_SHORT TASK_. Locate every line below that contains the word "stone" and copy each one out in full. Matching is case-sensitive.

_ROWS_.
=====
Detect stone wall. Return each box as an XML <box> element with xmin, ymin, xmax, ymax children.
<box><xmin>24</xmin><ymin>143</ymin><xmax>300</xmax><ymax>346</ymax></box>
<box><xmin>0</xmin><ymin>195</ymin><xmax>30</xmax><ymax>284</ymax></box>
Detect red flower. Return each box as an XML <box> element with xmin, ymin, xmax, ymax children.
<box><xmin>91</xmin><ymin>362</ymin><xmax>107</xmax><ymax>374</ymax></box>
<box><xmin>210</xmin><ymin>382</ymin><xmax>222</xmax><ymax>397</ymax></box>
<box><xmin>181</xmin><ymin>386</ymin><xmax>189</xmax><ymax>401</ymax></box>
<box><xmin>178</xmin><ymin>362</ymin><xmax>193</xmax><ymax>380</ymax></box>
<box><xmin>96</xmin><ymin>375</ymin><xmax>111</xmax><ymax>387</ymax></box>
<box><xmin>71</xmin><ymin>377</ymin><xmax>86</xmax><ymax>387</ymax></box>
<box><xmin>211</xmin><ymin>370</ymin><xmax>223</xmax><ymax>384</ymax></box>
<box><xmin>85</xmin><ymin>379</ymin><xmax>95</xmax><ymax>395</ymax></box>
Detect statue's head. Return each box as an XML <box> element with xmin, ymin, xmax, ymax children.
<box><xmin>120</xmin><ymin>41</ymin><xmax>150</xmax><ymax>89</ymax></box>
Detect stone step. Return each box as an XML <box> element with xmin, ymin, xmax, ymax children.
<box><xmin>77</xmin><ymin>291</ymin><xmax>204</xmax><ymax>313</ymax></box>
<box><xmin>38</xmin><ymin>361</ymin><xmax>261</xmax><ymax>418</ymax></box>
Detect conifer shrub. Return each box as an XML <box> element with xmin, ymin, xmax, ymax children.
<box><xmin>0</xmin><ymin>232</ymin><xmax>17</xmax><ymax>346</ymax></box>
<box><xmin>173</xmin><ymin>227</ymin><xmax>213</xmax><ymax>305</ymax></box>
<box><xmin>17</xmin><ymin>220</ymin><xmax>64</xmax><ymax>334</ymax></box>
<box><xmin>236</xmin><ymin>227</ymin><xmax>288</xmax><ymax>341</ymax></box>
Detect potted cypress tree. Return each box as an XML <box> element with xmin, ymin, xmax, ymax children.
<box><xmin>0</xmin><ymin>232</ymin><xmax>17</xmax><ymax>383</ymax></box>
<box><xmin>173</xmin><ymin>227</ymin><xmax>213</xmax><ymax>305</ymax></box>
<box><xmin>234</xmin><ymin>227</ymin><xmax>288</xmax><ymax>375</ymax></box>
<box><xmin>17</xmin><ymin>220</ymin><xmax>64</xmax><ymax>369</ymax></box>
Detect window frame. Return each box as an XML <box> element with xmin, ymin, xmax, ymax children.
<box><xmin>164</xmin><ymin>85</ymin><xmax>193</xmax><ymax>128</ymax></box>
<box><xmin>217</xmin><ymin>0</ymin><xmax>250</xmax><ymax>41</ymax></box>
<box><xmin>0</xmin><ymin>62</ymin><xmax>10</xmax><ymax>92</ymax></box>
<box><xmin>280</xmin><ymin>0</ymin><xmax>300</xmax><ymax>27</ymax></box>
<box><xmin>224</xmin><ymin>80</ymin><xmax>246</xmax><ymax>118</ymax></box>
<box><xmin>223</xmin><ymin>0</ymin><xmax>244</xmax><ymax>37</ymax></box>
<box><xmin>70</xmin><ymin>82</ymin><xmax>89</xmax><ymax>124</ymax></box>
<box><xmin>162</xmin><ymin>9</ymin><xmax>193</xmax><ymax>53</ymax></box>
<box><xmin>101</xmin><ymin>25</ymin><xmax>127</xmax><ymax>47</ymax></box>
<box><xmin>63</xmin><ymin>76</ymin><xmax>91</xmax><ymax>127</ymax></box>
=====
_EXERCISE ANSWER_.
Detect stone wall. Return each box as an XML <box> element with xmin, ymin, xmax, ymax children.
Detect stone step. Return each box as an XML <box> element with xmin, ymin, xmax, ymax children.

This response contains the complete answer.